**STATED EXERCISE**
Please report each line of the data below that contains the string "perimeter", copying every such line in full. Matching is case-sensitive.

Coordinate annotation entries
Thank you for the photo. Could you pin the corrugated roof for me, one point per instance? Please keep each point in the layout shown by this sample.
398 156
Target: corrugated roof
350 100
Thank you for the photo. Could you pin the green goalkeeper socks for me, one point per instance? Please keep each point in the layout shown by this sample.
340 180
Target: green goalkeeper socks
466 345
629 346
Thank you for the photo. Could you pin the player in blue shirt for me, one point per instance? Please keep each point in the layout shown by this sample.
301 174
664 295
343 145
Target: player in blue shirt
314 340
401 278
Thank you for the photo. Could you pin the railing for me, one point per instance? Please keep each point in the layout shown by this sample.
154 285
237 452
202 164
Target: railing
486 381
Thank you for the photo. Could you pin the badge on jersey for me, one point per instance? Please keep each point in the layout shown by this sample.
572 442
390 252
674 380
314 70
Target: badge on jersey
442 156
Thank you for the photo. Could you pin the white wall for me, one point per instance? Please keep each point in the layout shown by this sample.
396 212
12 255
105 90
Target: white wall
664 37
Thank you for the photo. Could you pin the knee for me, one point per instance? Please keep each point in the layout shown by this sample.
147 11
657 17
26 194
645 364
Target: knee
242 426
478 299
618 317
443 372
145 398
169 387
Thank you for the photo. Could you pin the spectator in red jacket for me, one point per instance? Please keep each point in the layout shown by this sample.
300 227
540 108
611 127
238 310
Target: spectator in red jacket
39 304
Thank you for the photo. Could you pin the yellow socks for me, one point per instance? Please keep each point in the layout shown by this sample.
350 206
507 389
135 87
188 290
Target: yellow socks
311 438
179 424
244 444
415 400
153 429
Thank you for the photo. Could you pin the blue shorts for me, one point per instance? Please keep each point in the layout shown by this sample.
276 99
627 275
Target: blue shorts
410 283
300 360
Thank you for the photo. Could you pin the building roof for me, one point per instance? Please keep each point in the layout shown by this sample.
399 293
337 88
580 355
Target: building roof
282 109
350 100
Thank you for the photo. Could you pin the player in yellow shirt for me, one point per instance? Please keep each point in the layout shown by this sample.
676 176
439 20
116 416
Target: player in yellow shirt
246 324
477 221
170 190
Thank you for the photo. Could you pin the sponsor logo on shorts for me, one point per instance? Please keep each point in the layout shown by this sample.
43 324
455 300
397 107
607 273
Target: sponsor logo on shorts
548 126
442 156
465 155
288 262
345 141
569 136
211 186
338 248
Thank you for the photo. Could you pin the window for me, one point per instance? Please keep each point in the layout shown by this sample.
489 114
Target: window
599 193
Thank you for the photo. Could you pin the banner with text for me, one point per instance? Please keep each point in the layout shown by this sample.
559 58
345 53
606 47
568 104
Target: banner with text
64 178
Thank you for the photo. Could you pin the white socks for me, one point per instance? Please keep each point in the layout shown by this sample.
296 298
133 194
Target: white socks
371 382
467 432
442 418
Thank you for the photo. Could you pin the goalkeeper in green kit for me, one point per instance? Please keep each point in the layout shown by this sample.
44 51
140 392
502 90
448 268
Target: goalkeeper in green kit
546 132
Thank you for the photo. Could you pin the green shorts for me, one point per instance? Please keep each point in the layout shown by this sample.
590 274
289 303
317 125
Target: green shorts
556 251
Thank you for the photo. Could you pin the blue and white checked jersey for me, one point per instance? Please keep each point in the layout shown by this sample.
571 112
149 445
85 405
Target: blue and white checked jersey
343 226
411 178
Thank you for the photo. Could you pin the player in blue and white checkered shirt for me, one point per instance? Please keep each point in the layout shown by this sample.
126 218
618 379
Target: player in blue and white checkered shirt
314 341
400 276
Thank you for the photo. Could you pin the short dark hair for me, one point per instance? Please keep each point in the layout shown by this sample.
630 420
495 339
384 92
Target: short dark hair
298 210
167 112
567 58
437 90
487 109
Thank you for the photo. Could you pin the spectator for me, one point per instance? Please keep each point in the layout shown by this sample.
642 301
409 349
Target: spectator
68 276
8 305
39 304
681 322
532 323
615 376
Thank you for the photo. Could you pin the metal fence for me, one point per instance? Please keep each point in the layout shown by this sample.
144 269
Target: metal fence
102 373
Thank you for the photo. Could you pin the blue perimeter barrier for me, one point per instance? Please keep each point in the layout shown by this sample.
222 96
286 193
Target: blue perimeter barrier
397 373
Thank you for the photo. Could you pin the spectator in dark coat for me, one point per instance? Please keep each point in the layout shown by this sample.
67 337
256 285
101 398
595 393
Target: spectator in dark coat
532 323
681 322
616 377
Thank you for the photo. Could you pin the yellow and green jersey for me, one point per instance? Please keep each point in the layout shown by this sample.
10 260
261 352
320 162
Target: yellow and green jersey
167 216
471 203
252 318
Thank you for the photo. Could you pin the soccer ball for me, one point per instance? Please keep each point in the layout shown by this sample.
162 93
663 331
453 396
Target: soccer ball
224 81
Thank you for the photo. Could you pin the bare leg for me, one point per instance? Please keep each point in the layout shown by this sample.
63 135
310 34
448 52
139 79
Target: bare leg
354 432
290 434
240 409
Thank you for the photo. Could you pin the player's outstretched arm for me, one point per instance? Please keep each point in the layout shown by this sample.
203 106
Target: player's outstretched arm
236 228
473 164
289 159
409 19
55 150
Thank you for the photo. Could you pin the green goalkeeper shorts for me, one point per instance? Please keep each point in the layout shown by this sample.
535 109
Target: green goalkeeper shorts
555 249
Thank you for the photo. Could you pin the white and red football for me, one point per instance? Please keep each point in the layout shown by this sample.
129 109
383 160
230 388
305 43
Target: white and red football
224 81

==

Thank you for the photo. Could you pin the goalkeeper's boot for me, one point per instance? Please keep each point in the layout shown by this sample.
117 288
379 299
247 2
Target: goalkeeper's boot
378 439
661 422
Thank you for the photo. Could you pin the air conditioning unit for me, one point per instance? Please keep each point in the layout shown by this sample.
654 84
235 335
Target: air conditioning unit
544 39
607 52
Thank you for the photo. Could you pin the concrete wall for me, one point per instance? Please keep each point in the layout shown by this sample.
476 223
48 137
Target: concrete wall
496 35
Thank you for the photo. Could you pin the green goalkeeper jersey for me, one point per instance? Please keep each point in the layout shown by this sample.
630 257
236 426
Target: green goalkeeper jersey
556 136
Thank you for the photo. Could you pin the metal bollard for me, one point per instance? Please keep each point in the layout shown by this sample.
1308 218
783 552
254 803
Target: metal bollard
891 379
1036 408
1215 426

**RESPONSE TO THIS EXERCISE**
Thank you for the photo. Could you pin the blue perimeter barrier for me, one point per instance? Please keep each point in the layout shown by this sample.
Target: blue perimeter barrier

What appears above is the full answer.